AVAILABLE RECORDS:
★ ★ ★ ★ ★

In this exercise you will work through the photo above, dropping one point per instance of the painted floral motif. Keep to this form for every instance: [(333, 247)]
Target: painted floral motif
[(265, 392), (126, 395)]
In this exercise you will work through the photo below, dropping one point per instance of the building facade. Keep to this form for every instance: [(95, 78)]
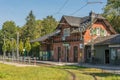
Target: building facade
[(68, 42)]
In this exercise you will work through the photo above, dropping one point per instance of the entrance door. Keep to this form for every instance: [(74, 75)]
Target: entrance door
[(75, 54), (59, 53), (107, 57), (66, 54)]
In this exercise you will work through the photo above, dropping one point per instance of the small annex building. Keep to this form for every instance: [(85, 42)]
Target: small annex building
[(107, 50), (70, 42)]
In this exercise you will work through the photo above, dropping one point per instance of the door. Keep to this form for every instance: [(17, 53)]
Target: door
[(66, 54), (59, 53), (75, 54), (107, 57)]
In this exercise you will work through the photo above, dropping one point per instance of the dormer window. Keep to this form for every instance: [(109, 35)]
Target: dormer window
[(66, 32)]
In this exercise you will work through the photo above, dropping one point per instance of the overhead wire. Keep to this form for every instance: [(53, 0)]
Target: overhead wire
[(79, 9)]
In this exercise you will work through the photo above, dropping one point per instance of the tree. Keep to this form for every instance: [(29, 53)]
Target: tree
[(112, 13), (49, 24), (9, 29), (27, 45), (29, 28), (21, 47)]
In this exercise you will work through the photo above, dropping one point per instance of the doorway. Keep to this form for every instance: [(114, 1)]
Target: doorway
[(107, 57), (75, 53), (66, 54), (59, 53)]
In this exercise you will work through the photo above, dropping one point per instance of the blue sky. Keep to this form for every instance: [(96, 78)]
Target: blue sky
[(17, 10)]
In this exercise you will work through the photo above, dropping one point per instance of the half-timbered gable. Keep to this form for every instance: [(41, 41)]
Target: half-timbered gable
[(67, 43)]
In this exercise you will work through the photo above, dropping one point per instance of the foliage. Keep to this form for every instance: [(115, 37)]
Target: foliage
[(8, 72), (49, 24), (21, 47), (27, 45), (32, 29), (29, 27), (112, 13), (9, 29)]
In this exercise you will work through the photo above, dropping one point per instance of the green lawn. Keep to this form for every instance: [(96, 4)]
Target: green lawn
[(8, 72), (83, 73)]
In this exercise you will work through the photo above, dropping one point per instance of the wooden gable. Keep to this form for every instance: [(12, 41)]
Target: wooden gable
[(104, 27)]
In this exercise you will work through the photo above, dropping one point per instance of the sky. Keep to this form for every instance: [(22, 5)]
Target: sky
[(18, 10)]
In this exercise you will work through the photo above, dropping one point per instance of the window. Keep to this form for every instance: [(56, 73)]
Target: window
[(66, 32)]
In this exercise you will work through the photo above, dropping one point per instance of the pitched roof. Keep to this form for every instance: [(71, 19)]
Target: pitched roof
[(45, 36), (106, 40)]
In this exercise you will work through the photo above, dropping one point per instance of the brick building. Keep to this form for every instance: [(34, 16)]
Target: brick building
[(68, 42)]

★ ★ ★ ★ ★

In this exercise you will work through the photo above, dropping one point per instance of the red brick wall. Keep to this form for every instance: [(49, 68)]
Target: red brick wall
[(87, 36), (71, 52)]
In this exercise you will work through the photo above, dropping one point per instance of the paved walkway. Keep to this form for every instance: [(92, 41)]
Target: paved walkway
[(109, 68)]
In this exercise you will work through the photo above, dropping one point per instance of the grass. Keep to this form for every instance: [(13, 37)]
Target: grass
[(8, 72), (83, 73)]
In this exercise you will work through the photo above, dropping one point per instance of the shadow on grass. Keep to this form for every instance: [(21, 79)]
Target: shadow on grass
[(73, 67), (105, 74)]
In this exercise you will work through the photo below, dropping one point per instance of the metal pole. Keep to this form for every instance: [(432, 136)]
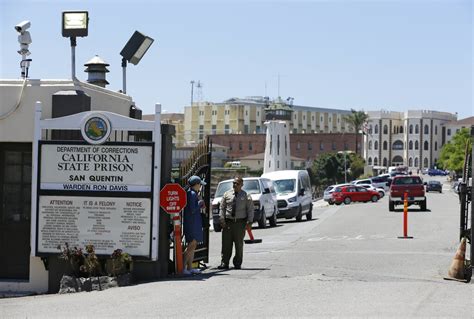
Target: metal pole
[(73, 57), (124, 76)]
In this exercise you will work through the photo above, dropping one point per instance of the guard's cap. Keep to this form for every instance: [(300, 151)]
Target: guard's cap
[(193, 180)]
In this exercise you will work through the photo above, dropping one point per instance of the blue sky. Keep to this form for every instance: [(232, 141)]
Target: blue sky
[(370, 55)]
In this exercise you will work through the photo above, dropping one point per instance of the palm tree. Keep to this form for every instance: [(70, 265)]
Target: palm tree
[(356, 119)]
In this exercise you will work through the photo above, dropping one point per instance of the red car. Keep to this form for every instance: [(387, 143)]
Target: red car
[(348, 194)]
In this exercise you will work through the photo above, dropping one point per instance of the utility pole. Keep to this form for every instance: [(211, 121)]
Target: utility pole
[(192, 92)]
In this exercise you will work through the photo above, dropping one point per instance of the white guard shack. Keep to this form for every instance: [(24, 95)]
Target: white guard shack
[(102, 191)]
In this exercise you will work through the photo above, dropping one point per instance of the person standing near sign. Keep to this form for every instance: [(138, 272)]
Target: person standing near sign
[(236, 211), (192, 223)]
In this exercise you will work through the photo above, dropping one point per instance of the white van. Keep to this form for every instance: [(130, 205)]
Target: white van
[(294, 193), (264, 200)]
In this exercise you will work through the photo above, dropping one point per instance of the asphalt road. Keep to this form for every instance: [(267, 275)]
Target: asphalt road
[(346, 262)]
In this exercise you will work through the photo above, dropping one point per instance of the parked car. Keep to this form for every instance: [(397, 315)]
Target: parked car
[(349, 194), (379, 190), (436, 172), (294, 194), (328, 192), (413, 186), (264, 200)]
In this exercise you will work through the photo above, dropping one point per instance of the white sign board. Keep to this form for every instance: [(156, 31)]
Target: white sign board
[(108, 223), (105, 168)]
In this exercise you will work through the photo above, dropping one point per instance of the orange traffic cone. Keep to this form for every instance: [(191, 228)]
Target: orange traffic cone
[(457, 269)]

★ ★ ★ ★ ★

TASK INSTRUCTIONS: Write out again the part that opens with the line containing "instance: [(156, 31)]" and closes with the line containing "[(457, 269)]", both ends included. Multiply every coordinate in the answers by 1.7 and round to whole numbers, halves up, but keep the requests and their format samples unchanged.

TASK OUTPUT:
In this exercise you will work through the photo above, dropping one point per instance of the white sign board. Keep to this form for every instance: [(156, 31)]
Target: white sign board
[(184, 379), (179, 286)]
In this exercise you will work through the photo above, dropping one point per instance of the orange traffic cone. Keep to this form for every instance: [(191, 228)]
Target: orange traffic cone
[(777, 457)]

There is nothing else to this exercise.